Krypton’s scientific advancements stagger the imagination. A once star faring race that bent entire planets to their will, the Kryptonians retreated to their home world, fashioning an unnatural society where people are bred instead of born. Each Kryptonian is designed from the ground up to serve a specific purpose within the larger society. No one gets to choose what they’ll be when they grow up because they know what their future holds from the second they’re removed from the incubator (imagine a world with no high school guidance counsellors). Krypton’s leading scientific genius Jor-El (Russell Crowe), and his wife have conceived a child the old-fashioned way, and Kal-El is the first Kryptonian born from a woman’s womb in centuries. Krypton is dying, a victim of an insatiable hunger for energy, and Jor-El sees the birth of his son as Krypton’s best chance for survival. Amid a military coup led by krypton’s top military officer, a genocidal General Zod (played magnificently by Michael Shannon), Jor-El sends his son to Earth, dying at Zod’s hands in the process. Zod and his co-conspirators are exiled to the phantom zone for their crimes, but Krypton meets its end soon after, its destruction freeing Zod and his band from their celestial prison. The surviving Kryptonians spend the next three decades salvaging what is left of their empire, it’s ruins scattered among the stars. Eventually they discover Jor-El’s refugee son, hiding on Earth, a planet that could serve as a new Krypton to be built by the obsessively driven Zod. And they aren’t keen on sharing their new world with humans.
Man of Steel succeeds in every way that Superman Returns failed in 2006. Don’t get me wrong, I think that Kevin Spacey, Brandon Routh and Kate Bosworth did adequate jobs in their respective roles, they just weren’t given much to work with. And while Returns possessed some interesting ideas (like Lois and Superman’s love child) and using John Williams original score was a stroke of genius, everything else failed on an epic scope. Large chunks of the script were taken directly from the original Superman, the plot had enormous holes in it and the film makers seemed to think that I was willing to slap down ten plus bucks to see Lex Luthor reduced to a gold digging, evil real estate agent and the climactic fight had Superman in one corner and a tidal wave in the other (Superman vs the tsunami probably didn’t help the film’s under-achieving gross).

A series of records
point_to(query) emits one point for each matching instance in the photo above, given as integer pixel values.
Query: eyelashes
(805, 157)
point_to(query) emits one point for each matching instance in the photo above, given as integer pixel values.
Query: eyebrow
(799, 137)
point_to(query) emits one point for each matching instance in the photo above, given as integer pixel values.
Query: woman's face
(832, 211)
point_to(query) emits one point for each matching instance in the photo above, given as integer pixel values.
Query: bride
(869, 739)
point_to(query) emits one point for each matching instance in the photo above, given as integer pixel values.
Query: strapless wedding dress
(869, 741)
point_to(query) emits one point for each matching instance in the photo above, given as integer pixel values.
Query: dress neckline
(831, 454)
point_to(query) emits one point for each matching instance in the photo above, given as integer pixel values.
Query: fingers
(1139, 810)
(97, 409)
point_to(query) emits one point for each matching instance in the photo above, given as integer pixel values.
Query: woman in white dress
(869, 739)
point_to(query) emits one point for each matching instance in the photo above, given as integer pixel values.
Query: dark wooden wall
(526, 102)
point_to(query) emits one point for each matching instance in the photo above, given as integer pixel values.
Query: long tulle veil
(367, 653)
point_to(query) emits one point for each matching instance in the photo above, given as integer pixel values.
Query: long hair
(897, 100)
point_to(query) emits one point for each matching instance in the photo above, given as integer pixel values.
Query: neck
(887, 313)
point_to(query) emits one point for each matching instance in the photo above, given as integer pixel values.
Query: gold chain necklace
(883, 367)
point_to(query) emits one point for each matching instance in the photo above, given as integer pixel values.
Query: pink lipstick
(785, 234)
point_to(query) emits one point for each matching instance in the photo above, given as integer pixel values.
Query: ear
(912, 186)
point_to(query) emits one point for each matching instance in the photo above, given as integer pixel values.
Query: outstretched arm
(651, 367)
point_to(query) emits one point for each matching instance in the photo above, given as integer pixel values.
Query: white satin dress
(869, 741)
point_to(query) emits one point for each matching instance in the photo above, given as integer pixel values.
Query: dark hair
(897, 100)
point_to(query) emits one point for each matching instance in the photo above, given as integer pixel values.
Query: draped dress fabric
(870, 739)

What this exercise asks:
1. In the Man of Steel review, reproduce the part that opens with the words "Man of Steel" and closes with "film’s under-achieving gross).".
2. Answer these questions from the Man of Steel review above.
(a) Who plays General Zod?
(b) In what year did Superman Returns come out?
(c) How long do the surviving Kryptonians spend salvaging what is left of their empire?

Answers provided:
1.
Man of Steel succeeds in every way that Superman Returns failed in 2006. Don’t get me wrong, I think that Kevin Spacey, Brandon Routh and Kate Bosworth did adequate jobs in their respective roles, they just weren’t given much to work with. And while Returns possessed some interesting ideas (like Lois and Superman’s love child) and using John Williams original score was a stroke of genius, everything else failed on an epic scope. Large chunks of the script were taken directly from the original Superman, the plot had enormous holes in it and the film makers seemed to think that I was willing to slap down ten plus bucks to see Lex Luthor reduced to a gold digging, evil real estate agent and the climactic fight had Superman in one corner and a tidal wave in the other (Superman vs the tsunami probably didn’t help the film’s under-achieving gross).

2.
(a) Michael Shannon
(b) 2006
(c) Three decades